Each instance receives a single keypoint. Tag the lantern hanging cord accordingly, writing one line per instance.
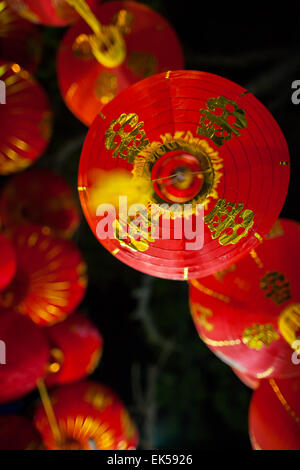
(49, 409)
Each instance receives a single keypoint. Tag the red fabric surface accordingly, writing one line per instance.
(87, 414)
(245, 169)
(152, 47)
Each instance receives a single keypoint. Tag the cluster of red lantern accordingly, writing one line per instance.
(45, 345)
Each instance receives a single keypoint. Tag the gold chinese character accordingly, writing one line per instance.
(277, 287)
(257, 336)
(126, 137)
(219, 225)
(218, 127)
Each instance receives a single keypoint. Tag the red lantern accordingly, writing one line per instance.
(25, 119)
(248, 314)
(17, 433)
(89, 416)
(76, 348)
(24, 355)
(153, 144)
(41, 197)
(20, 41)
(247, 380)
(8, 261)
(274, 416)
(51, 276)
(47, 12)
(151, 47)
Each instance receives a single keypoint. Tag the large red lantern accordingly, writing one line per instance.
(274, 416)
(41, 197)
(76, 348)
(20, 41)
(46, 12)
(25, 119)
(248, 314)
(247, 380)
(18, 433)
(24, 355)
(8, 261)
(87, 84)
(89, 416)
(51, 276)
(184, 138)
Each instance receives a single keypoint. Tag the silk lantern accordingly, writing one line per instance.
(20, 41)
(76, 348)
(41, 197)
(183, 138)
(248, 314)
(24, 355)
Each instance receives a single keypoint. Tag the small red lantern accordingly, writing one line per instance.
(151, 47)
(183, 138)
(89, 416)
(41, 197)
(24, 355)
(51, 276)
(274, 415)
(25, 119)
(247, 380)
(46, 12)
(248, 314)
(20, 41)
(8, 261)
(76, 348)
(18, 433)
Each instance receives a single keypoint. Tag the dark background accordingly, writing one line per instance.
(180, 394)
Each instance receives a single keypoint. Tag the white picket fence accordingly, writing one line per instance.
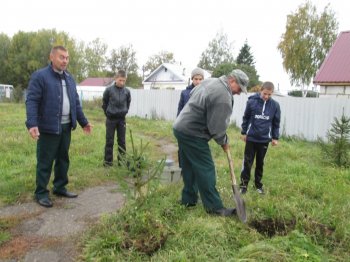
(307, 118)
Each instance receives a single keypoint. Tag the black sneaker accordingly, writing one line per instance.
(243, 190)
(187, 204)
(225, 212)
(107, 164)
(260, 191)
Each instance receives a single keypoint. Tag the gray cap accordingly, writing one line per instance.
(242, 79)
(197, 71)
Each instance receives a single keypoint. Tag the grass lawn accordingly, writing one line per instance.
(302, 217)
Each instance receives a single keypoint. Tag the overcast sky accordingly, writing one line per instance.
(183, 27)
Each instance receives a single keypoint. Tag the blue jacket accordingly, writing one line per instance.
(185, 95)
(45, 99)
(116, 102)
(261, 120)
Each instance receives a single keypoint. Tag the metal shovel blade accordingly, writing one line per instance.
(240, 204)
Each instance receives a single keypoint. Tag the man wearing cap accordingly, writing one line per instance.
(206, 116)
(197, 75)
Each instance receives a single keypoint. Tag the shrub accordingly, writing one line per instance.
(337, 150)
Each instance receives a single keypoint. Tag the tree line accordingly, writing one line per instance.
(304, 44)
(26, 52)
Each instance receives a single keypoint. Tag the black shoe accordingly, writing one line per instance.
(225, 212)
(260, 191)
(107, 164)
(45, 202)
(66, 194)
(187, 204)
(243, 190)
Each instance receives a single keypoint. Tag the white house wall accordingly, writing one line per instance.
(307, 118)
(166, 85)
(334, 90)
(90, 92)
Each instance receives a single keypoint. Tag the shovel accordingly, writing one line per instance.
(240, 205)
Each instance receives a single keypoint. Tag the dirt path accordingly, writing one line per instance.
(51, 234)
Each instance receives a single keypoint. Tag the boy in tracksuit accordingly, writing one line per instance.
(261, 123)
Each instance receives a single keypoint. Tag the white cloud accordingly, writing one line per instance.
(182, 27)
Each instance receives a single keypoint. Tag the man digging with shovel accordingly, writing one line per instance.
(206, 116)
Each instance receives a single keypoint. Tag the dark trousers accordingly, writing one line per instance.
(198, 172)
(112, 126)
(52, 148)
(258, 151)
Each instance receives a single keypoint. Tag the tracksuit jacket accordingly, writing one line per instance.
(261, 120)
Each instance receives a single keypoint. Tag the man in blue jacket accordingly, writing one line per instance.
(261, 123)
(53, 110)
(115, 104)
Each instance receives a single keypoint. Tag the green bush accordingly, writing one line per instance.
(337, 149)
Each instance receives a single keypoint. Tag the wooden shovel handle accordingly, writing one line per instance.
(232, 172)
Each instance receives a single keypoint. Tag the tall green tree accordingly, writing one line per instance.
(226, 68)
(5, 43)
(30, 51)
(123, 58)
(156, 60)
(306, 41)
(21, 61)
(245, 57)
(219, 51)
(95, 58)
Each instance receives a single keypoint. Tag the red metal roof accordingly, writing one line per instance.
(96, 81)
(336, 66)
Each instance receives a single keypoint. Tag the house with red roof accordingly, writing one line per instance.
(93, 87)
(169, 76)
(333, 76)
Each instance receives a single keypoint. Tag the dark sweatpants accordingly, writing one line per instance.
(112, 126)
(52, 148)
(198, 172)
(253, 150)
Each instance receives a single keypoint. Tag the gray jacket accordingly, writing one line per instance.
(208, 111)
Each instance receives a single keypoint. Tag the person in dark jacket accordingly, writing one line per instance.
(197, 75)
(261, 123)
(53, 110)
(116, 103)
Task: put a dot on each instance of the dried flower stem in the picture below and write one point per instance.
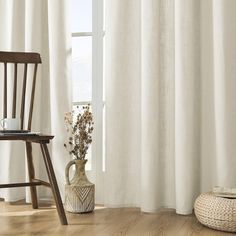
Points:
(79, 128)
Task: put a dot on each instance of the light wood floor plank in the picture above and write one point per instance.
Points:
(21, 220)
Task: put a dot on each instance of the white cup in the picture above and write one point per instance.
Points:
(10, 123)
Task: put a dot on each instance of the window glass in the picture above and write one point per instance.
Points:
(81, 15)
(82, 68)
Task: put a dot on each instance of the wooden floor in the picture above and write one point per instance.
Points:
(20, 219)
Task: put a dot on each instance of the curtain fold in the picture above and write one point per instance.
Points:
(38, 26)
(169, 94)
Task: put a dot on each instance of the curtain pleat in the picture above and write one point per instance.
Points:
(43, 27)
(169, 94)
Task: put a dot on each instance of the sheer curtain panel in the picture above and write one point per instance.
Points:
(38, 26)
(170, 101)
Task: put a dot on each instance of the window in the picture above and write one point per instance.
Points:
(87, 71)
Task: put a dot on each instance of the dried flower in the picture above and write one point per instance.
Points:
(79, 127)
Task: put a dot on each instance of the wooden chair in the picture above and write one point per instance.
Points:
(28, 59)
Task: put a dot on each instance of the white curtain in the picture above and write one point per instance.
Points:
(170, 101)
(38, 26)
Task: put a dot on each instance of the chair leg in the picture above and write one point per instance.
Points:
(31, 172)
(53, 182)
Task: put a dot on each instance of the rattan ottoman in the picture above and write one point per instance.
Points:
(216, 212)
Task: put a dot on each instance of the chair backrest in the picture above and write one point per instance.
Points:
(16, 58)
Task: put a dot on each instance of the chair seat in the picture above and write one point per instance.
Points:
(27, 137)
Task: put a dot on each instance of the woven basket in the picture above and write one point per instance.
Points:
(216, 212)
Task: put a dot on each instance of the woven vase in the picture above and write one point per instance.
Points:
(79, 191)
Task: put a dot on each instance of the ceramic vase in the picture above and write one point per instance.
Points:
(79, 191)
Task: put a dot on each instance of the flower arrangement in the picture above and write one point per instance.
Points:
(79, 127)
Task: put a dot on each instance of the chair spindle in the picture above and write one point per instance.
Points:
(32, 97)
(23, 96)
(14, 92)
(5, 91)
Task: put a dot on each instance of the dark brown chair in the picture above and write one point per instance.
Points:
(28, 59)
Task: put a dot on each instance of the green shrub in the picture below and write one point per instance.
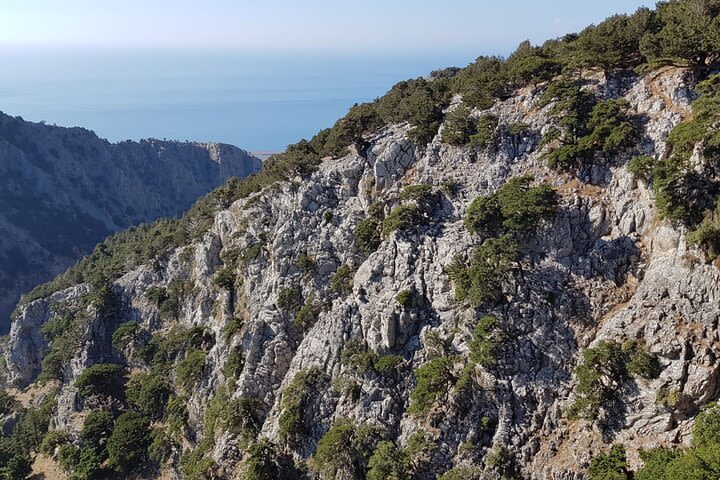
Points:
(292, 423)
(156, 295)
(190, 369)
(605, 369)
(459, 126)
(481, 280)
(515, 208)
(433, 381)
(707, 236)
(462, 473)
(235, 362)
(586, 126)
(706, 429)
(487, 336)
(266, 462)
(149, 393)
(357, 356)
(128, 443)
(196, 465)
(97, 428)
(68, 457)
(367, 235)
(52, 440)
(124, 335)
(344, 449)
(402, 217)
(388, 462)
(610, 466)
(101, 379)
(485, 132)
(161, 446)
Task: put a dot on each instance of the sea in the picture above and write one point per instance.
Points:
(260, 101)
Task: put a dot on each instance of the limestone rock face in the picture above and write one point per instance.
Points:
(62, 190)
(604, 268)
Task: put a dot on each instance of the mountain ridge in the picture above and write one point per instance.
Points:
(50, 173)
(504, 271)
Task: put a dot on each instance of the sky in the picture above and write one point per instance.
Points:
(326, 25)
(259, 74)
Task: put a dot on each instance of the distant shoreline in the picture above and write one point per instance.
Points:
(263, 155)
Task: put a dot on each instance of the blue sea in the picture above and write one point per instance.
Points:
(259, 101)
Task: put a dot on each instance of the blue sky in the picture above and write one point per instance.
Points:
(483, 26)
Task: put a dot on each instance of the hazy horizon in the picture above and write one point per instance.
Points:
(259, 77)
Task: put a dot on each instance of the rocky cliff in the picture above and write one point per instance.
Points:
(280, 312)
(62, 190)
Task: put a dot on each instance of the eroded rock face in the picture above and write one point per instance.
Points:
(604, 268)
(64, 189)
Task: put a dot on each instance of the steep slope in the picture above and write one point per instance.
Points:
(65, 189)
(504, 271)
(602, 267)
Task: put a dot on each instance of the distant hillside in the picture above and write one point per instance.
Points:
(62, 190)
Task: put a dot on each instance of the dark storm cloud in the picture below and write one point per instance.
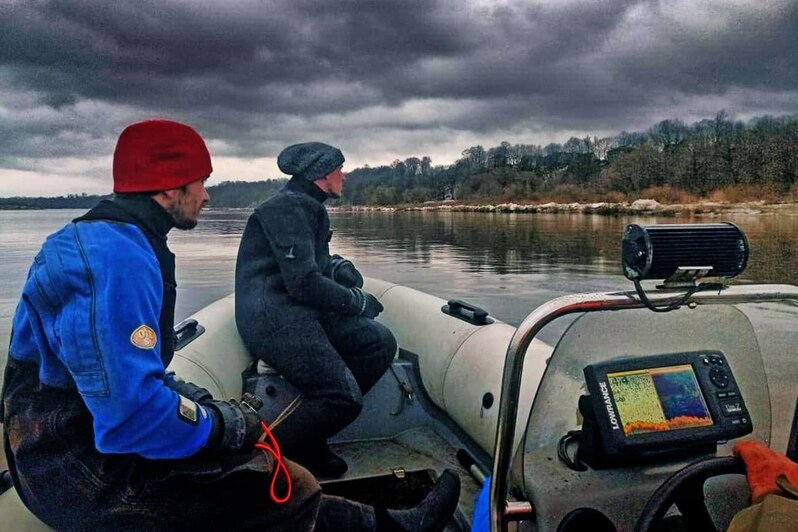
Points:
(255, 75)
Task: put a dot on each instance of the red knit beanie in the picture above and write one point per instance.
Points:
(158, 155)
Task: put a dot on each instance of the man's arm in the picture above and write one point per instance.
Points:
(291, 238)
(110, 335)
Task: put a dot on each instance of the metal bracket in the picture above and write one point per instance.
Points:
(405, 393)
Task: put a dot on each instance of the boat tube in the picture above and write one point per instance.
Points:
(536, 416)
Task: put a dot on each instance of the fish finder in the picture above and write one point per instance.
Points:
(644, 408)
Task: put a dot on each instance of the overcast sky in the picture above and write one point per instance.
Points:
(381, 79)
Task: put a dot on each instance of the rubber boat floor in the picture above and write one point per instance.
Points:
(398, 472)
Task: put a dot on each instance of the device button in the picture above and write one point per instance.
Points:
(719, 377)
(733, 407)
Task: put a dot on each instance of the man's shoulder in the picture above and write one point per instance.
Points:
(111, 241)
(287, 199)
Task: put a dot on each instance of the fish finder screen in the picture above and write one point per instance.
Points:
(658, 399)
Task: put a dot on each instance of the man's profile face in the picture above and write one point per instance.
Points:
(185, 203)
(333, 184)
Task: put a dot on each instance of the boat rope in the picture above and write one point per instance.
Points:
(272, 448)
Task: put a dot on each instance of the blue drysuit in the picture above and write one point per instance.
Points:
(93, 285)
(94, 436)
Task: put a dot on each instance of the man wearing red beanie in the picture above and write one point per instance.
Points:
(96, 433)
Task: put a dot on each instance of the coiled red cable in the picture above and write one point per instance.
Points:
(279, 464)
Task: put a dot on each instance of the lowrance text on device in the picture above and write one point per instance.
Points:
(605, 394)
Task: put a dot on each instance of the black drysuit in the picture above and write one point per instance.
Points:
(301, 322)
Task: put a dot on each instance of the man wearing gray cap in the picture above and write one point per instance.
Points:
(304, 313)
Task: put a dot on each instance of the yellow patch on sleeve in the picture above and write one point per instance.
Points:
(187, 410)
(143, 337)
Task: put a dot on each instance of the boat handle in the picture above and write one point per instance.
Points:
(467, 312)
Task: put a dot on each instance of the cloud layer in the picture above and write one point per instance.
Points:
(382, 79)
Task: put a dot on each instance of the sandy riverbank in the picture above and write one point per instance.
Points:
(641, 206)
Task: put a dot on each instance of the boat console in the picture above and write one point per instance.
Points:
(643, 409)
(644, 395)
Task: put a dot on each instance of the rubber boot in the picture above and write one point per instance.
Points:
(431, 515)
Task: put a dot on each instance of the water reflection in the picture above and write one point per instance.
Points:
(548, 243)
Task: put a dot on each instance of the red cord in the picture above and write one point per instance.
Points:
(274, 450)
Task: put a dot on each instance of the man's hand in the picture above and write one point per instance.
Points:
(236, 427)
(344, 272)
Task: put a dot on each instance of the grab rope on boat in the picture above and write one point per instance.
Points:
(273, 448)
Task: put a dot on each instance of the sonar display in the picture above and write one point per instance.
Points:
(658, 399)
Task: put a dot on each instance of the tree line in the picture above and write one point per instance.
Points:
(671, 161)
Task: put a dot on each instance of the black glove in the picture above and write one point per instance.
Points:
(236, 426)
(191, 391)
(343, 272)
(370, 306)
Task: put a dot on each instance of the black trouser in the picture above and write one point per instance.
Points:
(333, 362)
(69, 485)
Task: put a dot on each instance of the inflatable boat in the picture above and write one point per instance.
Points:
(626, 422)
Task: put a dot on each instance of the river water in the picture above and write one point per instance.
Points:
(506, 263)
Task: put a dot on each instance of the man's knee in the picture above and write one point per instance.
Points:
(387, 346)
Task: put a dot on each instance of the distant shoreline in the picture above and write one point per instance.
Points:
(639, 207)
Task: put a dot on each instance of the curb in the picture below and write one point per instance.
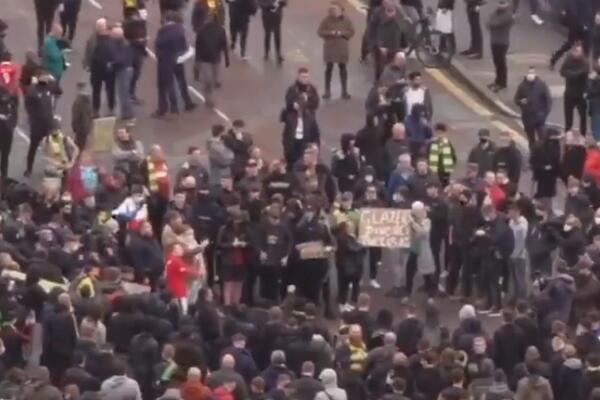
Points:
(460, 72)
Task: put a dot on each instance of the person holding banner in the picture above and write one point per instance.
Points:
(313, 245)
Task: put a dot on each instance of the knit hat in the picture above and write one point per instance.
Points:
(467, 311)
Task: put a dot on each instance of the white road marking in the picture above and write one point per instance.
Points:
(95, 4)
(22, 135)
(195, 92)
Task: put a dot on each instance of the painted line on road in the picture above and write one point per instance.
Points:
(23, 135)
(195, 92)
(95, 4)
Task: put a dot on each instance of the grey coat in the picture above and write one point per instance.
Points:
(500, 23)
(220, 158)
(336, 33)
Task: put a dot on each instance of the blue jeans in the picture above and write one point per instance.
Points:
(596, 127)
(123, 83)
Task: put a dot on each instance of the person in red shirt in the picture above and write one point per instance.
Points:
(178, 272)
(493, 190)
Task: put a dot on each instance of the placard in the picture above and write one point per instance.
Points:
(384, 227)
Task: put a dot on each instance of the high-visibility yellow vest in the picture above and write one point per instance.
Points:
(443, 149)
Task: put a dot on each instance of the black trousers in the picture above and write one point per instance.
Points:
(456, 255)
(343, 76)
(7, 132)
(475, 29)
(240, 28)
(138, 63)
(68, 19)
(571, 103)
(374, 260)
(270, 282)
(534, 133)
(344, 282)
(167, 97)
(37, 134)
(44, 14)
(499, 57)
(183, 86)
(272, 27)
(99, 78)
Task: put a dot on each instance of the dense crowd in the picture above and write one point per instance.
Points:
(214, 279)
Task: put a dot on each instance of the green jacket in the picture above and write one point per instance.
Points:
(53, 59)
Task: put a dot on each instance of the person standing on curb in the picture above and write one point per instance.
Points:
(272, 15)
(535, 101)
(211, 41)
(336, 30)
(593, 98)
(475, 50)
(500, 24)
(575, 70)
(44, 14)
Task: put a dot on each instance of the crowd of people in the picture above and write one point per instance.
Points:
(139, 279)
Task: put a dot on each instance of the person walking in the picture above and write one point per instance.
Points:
(593, 98)
(8, 111)
(169, 45)
(475, 50)
(575, 70)
(44, 15)
(336, 30)
(211, 42)
(99, 60)
(123, 70)
(39, 105)
(69, 15)
(535, 101)
(240, 12)
(534, 8)
(136, 32)
(500, 24)
(272, 16)
(53, 58)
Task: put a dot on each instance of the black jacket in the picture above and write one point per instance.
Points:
(211, 41)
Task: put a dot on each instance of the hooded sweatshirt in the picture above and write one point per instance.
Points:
(120, 387)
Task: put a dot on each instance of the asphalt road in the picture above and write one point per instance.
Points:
-=-=-=-=-
TRY IT:
The reply is a bare number: how many lines above include "vase".

WRITTEN ANSWER:
2